* **Action item**
Print, in exact form, the lines below from the one containing "Query: tow hitch" through the one containing "Need: a point for each instance of the wheel", and omit all others.

━━ Data records ━━

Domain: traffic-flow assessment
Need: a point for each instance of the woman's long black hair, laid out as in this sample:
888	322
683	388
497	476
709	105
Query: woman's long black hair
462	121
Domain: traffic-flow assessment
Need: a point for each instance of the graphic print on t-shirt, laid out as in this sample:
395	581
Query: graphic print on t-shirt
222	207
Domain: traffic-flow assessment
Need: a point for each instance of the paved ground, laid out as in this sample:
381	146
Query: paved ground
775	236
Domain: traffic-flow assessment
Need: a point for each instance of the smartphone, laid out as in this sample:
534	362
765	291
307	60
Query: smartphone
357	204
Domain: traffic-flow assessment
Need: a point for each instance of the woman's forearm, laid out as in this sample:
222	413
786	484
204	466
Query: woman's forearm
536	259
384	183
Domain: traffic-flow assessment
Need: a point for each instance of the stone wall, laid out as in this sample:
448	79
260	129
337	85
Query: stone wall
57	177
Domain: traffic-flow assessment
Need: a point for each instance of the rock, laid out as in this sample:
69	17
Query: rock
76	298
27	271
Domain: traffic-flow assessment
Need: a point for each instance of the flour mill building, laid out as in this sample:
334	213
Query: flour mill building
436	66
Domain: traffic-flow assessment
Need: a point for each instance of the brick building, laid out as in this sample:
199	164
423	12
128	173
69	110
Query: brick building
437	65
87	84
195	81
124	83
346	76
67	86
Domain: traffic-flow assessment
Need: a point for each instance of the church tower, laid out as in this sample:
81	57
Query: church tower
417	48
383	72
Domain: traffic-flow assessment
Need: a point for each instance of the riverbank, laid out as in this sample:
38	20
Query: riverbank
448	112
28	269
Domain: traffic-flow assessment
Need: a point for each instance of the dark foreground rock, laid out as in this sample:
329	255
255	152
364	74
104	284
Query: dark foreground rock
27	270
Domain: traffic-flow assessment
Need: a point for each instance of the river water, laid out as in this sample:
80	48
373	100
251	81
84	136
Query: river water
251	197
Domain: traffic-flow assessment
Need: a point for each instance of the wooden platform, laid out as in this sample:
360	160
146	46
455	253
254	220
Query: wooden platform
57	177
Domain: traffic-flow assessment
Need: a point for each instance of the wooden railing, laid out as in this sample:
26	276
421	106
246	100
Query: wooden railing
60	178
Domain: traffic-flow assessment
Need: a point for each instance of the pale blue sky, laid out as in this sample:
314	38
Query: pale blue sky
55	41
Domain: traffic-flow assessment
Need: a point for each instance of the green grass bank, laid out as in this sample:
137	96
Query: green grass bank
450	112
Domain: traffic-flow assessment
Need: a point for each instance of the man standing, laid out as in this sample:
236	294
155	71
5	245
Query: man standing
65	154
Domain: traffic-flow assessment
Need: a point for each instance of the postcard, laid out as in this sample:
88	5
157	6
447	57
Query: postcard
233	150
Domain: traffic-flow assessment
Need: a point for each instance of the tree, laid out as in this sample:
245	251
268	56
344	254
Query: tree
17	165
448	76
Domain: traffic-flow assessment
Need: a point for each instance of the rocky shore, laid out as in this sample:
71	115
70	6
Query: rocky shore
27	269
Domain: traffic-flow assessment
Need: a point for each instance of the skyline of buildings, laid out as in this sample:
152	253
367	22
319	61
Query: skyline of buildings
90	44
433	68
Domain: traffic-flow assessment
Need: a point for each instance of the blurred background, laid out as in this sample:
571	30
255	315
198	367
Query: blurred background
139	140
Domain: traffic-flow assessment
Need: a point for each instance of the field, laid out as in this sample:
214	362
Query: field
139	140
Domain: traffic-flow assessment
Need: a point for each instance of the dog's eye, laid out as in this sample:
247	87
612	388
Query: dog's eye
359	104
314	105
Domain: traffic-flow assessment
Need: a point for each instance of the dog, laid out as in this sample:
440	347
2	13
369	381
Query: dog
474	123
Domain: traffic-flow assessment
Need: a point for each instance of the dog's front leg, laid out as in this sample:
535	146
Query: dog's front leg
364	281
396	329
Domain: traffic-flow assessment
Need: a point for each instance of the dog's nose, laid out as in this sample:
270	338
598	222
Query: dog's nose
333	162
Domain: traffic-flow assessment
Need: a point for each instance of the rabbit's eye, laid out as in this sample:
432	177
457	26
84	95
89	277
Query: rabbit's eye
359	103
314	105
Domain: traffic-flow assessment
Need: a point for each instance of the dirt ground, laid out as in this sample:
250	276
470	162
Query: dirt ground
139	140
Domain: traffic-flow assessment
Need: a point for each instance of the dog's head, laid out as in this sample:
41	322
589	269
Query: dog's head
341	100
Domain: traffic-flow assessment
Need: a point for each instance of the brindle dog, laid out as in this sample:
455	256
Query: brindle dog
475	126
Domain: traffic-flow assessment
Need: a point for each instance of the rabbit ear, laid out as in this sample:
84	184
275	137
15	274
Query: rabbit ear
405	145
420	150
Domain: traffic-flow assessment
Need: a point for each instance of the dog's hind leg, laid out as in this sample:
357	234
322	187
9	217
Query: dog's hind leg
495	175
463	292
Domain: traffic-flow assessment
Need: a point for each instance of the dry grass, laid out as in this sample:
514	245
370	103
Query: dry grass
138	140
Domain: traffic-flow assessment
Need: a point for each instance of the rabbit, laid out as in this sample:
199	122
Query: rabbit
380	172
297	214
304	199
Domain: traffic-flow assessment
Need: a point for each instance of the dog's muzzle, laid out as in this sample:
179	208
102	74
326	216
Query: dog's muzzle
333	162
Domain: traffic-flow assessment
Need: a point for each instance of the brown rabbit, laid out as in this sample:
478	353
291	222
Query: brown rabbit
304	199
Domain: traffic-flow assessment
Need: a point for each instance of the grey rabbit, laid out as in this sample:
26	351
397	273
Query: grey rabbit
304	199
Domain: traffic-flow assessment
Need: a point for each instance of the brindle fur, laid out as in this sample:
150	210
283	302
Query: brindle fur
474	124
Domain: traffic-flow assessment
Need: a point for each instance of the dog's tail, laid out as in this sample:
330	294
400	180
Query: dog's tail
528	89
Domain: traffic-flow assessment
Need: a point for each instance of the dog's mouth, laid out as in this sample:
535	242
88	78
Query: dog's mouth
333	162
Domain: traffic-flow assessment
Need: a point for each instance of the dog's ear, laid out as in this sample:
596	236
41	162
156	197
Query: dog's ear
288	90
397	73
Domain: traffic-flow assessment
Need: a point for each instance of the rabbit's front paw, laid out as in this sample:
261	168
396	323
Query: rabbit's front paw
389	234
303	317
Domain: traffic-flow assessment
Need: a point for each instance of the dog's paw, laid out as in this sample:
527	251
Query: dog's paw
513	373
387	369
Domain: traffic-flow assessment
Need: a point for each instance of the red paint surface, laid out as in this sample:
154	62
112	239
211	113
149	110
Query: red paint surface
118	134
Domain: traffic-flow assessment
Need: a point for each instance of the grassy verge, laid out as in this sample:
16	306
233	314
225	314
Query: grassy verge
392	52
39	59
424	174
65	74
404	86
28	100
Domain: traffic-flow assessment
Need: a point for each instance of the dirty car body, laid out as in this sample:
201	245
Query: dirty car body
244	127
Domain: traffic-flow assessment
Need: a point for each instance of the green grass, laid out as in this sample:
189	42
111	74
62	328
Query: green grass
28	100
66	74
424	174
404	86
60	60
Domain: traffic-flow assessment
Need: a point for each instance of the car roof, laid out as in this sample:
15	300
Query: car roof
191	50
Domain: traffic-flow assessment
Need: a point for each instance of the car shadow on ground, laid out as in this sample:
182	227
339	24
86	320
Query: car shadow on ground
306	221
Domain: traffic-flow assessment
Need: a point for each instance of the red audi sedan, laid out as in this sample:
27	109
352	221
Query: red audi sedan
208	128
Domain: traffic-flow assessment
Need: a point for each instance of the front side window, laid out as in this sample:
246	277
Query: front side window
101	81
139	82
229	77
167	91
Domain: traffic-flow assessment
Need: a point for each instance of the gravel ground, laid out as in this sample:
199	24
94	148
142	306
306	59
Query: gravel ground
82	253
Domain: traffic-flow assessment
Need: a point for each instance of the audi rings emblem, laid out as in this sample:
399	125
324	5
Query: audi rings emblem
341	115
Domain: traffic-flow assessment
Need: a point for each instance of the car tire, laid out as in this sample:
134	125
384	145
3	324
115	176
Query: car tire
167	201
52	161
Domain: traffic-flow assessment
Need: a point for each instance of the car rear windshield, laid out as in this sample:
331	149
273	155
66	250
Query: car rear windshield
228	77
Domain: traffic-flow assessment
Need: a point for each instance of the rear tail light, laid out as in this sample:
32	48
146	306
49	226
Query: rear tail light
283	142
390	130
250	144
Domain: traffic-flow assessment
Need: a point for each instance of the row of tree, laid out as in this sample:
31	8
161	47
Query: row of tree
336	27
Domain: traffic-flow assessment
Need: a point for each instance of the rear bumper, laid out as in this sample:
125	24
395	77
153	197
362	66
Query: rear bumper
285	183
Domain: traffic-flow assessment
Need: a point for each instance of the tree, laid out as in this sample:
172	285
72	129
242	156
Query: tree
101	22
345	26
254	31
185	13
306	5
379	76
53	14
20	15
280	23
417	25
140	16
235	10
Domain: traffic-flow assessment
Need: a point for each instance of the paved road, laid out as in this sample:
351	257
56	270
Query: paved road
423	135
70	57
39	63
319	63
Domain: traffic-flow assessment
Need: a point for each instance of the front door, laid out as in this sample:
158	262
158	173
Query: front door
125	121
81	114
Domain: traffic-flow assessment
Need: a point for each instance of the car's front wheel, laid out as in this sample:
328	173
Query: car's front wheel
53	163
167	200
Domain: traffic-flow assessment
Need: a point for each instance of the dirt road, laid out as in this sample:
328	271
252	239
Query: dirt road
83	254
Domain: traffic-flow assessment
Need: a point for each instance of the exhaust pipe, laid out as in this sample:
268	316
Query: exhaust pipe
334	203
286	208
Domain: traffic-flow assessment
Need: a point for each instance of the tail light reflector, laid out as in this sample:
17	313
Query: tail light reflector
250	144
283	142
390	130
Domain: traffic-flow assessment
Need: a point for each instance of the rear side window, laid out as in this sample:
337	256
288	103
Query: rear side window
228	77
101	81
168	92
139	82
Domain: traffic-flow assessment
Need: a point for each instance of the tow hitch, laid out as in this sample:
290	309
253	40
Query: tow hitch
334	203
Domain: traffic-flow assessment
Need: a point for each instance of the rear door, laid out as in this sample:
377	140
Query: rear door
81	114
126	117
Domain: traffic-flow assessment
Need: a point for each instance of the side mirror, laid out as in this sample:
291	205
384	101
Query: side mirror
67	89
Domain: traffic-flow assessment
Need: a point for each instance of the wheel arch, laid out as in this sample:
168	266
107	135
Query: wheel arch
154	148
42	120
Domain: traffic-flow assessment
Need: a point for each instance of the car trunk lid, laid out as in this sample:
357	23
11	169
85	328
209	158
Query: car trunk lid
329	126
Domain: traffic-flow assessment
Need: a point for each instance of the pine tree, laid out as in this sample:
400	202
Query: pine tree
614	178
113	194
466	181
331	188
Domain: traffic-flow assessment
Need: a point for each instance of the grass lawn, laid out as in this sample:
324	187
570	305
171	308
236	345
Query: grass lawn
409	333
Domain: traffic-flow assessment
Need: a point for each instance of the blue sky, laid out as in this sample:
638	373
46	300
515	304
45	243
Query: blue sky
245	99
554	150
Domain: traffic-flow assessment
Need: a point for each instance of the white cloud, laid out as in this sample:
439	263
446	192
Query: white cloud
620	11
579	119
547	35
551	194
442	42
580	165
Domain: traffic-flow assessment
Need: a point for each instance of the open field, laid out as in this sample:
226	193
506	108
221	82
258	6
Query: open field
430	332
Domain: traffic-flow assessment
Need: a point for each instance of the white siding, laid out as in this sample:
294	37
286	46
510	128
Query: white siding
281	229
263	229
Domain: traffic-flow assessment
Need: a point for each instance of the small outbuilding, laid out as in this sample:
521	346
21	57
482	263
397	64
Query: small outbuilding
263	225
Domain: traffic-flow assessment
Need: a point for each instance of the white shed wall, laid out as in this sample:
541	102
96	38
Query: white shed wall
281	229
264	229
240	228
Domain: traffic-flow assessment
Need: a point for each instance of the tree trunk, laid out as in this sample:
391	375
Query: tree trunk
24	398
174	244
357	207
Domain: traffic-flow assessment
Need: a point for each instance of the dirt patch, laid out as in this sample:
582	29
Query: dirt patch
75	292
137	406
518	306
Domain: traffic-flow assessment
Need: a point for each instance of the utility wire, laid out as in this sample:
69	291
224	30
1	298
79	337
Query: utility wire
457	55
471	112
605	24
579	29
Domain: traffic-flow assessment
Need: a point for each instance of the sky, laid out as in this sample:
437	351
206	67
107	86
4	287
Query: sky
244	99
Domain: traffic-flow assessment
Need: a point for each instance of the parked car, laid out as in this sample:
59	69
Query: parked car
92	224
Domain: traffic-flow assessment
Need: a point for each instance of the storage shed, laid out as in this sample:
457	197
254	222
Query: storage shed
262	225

━━━

* **Response area**
Query: tow hitch
334	203
Domain: traffic-flow assessment
Need: a point for each instance of the rear door, laid out as in this sample:
377	140
Query: rear door
81	114
126	117
Domain: traffic-flow assessment
Need: a point for each instance of the side mirror, laid out as in this sample:
291	205
384	101
Query: side mirror
67	89
Domain: traffic-flow assessment
Need: a point for each instance of the wheel arch, laid out as in this sample:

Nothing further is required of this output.